Excerpt below:

I've been volunteering with a tech recycling organization and we get a lot of military / contractor gear. I'm sure nobody would ever skip important steps like destroying sensitive data or tech. Is there any way to check to see if items are safe for resale or if they should have been destroyed in the first place that doesn't start in me having a nice chat with the NSA in a secluded location?
Can't help you with checking stuff but yeah, a lot of stuff gets resold that, according to procedure, should be physically destroyed (crazy overkill usually, but hey it's only taxpayer money). That said if you resell something that was improperly disposed of, it's not legally your fault.
If you want to be sure any drives you sell are sanitized (which you should do, regardless of where they came from) use a wipe program to do 1 full overwrite of the disk (point it at the disk itself, not the files, and make sure the program covers bad sectors). This is for conventional hard drives only, not hybrids or SSDs.
psychic_mechanic wrote:
Is there any way to check to see if items are safe for resale or if they should have been destroyed in the first place ...
If your task is to recycle it, why would you resell it? That'a a concern.
But that's not your question. I would trust that the folks sending you material know what's being sent out. Some stuff is not "classified" per se, but relased on a need to know basis. Some won't make any sense unless you have additional information for relevance. If in doubt, shred it.
Dan
Yeah, I think that I would run a wipe disk ap on the things just to make sure nothing would blow back, even though I don't think it would be your responsibility. Unless the condition of your purchasing the materials was that you physically destroy them, in which case you would be screwed.
Look up the debacle regarding F14 sales, surplus parts, the US Navy and Iran.
The military is infamous for scrapping/surplusing parts and equipment they shouldn't, fully operational, and with classified material/information.
I once picked up a pair of old servers. When I fired one up I was a bit surprised to see it had come from the IRS and hasn't been wiped.
Duke
PowerDork
7/31/13 11:26 a.m.
In reply to petegossett:
So, am I getting audited?
The group is a non-profit that funds itself through scrapping and resale to pay it's own expenses. It's not just recycling for scrap or materials, a lot of the PC equipment gets repurposed into computers for the needy, etc. I know a thing or two about hard drives, those would be easy-peasy.
This isn't information, it's a physical piece of technology.
Duke wrote:
In reply to petegossett:
So, am I getting audited?
They were NT servers, and it's been over 3-years since I had them, so if you are it has absolutely noting to do with any data these housed.
I am an IT contractor for a Gov Agency and here is what we are supposed to do. I have to use an approved program to wipe the disks and provide a form that has what I used to wipe the disk, the sn off of the disk and my signature.
If something shows up on the media that HD can be tracked back to me and I would get into trouble, not you.
The three-letter agencies do use some special hardware that shouldn't get out for any reason.
If you run across any things that look like flash drives but apparently don't do anything when you plug them in, they're some kind of HSM and should be destroyed.
If you run across any mobos with TPMs, pop the module out and destroy them too.
You might want to find out what markings go on chips that come out of the NSA's silicon fabrication facility, they may have an onboard TPM system and should be destroyed.
If you get any computers that run without power or have biological components, send them back to Area 51, some of them have mutagenic anti-tampering defenses
You also might want to check any copiers. A lot of them save the last 100+ images for reprint.
I've got some copies of the DRMO paperwork on the way so I can see if it is all in order. As a last resort I could contact the PAO (public affairs officer) on the base and they should be able to put me in touch with someone who can give me a solid answer.

End of Excerpt.

§ Problem
Rewrite the thread from "If you run across any things" to "system and should be destroyed.", putting "motherboards" in place of "mobos". Draw only on the thread above when responding.

Entries provided below:

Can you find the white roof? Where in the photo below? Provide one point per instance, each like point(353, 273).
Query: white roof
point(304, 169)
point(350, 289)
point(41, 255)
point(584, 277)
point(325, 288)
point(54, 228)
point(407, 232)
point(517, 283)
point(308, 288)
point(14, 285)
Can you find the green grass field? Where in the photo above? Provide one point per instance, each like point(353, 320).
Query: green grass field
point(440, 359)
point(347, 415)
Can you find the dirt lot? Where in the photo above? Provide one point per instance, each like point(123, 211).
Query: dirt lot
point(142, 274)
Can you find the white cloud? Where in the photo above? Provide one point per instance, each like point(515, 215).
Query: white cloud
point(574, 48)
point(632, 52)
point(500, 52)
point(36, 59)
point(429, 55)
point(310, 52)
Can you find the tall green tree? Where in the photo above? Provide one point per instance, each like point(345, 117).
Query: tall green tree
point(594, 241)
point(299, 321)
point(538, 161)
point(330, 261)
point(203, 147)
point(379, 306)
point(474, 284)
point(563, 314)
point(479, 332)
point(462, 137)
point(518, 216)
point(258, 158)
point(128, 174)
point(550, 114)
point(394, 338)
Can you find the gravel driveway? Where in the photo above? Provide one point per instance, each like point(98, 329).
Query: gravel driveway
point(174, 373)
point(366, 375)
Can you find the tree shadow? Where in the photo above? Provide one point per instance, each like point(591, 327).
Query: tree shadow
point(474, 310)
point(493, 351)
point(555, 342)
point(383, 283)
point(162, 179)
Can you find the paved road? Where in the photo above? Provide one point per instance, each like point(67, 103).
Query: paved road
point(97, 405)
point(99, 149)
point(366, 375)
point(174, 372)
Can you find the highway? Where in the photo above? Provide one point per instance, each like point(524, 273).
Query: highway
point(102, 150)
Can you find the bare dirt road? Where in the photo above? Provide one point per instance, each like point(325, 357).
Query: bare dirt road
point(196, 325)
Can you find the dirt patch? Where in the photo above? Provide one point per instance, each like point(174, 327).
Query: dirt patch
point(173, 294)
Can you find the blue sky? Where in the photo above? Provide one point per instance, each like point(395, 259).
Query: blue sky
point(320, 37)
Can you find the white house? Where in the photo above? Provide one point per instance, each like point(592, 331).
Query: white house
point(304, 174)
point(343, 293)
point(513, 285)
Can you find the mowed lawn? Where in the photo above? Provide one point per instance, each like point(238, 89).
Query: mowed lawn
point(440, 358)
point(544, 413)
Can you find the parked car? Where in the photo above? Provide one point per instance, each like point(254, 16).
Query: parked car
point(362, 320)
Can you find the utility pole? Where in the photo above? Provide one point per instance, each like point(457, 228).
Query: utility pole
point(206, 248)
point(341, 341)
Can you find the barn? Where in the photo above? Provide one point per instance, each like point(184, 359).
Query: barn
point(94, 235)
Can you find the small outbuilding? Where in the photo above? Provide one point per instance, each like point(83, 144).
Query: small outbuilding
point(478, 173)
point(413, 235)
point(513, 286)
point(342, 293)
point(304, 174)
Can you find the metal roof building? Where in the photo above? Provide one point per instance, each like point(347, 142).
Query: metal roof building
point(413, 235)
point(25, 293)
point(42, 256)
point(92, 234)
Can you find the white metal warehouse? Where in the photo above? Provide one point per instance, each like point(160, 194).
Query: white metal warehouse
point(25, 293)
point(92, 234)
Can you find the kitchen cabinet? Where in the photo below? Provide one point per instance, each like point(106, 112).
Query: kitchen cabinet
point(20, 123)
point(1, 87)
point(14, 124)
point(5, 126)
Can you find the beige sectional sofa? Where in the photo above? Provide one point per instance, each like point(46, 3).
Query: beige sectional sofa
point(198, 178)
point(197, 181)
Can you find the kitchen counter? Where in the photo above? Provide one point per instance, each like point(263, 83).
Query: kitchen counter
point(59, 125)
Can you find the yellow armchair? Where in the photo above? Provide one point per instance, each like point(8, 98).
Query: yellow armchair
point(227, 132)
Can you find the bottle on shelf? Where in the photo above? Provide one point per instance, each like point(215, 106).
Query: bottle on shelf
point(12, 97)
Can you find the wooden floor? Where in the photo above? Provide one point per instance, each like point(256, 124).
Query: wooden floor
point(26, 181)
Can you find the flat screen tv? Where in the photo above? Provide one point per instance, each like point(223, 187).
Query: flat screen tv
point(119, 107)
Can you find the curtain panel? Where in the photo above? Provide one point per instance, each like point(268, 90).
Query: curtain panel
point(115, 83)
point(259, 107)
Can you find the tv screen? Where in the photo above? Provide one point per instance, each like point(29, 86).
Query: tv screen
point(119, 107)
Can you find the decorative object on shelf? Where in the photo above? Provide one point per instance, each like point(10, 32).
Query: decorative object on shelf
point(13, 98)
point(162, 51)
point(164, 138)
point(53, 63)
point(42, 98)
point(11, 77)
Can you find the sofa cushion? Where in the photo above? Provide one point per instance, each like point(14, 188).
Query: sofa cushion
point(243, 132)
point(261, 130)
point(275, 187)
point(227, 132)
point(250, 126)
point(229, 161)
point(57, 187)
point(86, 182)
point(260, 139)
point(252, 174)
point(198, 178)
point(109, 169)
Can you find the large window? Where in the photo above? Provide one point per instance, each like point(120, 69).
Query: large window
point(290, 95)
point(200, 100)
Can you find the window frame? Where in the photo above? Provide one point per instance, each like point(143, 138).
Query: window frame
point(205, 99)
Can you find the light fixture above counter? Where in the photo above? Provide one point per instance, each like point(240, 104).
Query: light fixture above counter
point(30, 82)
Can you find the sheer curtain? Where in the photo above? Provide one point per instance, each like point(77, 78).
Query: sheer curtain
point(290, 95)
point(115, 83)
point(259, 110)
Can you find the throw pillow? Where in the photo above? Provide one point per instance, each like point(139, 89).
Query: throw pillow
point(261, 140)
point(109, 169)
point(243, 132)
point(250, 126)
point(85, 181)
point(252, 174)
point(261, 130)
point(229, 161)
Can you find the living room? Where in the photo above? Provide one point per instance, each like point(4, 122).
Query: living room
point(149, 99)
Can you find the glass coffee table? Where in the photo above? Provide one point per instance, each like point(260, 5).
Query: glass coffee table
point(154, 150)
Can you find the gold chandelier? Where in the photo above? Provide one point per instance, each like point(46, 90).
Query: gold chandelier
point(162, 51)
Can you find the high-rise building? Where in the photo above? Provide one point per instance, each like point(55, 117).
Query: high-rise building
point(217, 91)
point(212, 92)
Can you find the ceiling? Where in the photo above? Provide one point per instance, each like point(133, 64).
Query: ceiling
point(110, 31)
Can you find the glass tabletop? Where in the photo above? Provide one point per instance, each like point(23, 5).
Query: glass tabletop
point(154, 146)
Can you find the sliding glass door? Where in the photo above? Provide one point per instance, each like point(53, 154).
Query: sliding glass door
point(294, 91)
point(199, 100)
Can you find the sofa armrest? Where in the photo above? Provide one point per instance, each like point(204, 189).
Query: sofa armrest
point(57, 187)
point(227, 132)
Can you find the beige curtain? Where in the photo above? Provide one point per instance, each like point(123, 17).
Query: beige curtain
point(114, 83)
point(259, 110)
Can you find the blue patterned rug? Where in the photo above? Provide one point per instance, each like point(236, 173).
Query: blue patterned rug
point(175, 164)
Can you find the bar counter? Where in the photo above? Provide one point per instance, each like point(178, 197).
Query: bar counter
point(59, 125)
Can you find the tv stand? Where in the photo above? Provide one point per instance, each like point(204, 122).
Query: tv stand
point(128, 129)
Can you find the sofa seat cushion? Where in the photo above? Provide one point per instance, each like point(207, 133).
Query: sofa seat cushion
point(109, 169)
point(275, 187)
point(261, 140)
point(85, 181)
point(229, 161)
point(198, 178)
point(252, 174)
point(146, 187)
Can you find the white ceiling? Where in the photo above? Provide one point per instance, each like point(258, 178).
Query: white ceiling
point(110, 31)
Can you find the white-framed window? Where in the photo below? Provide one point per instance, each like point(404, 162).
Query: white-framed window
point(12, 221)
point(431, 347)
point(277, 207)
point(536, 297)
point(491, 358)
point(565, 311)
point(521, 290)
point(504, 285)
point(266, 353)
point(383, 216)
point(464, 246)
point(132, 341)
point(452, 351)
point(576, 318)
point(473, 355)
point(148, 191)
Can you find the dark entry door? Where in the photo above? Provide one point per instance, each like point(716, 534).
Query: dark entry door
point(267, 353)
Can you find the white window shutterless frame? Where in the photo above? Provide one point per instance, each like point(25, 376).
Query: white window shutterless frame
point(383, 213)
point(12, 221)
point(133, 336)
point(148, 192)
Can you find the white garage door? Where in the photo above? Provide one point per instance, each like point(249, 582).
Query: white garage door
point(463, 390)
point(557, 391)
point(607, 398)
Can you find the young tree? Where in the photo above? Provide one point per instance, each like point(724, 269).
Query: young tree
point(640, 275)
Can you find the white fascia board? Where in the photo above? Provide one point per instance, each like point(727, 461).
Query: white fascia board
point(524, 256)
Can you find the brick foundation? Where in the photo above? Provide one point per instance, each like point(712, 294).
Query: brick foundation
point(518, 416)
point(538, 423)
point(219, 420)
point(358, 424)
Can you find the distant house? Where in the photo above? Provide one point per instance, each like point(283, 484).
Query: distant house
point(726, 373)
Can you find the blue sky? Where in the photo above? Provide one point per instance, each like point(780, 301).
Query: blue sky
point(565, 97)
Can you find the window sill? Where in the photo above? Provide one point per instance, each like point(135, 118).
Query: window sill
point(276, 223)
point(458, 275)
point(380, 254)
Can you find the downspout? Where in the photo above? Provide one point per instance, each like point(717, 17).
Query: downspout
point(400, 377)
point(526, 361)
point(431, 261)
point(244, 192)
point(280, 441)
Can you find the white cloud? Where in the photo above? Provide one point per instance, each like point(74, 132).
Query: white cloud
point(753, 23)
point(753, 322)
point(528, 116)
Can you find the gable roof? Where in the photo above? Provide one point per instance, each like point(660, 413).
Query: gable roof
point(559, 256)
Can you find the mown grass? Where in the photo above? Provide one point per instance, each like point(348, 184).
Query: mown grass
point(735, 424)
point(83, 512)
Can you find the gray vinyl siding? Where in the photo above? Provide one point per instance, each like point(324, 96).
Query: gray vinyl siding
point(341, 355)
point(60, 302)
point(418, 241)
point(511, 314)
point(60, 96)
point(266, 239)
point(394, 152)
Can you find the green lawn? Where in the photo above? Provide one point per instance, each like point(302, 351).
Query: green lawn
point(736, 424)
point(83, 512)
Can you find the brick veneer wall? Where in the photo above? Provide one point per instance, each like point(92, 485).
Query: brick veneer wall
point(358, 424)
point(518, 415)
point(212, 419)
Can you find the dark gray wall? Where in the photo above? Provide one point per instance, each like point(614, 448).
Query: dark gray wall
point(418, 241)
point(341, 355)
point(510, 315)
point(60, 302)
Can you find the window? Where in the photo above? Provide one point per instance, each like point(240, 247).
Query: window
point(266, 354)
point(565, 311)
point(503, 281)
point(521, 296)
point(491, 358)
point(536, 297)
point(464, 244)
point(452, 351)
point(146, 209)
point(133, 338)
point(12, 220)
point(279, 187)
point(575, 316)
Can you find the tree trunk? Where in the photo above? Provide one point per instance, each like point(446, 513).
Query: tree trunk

End of Entries provided.

§ Your solution
If you run across any things that look like flash drives but apparently don't do anything when you plug them in, they're some kind of HSM and should be destroyed.
If you run across any motherboards with TPMs, pop the module out and destroy them too.
You might want to find out what markings go on chips that come out of the NSA's silicon fabrication facility, they may have an onboard TPM system and should be destroyed.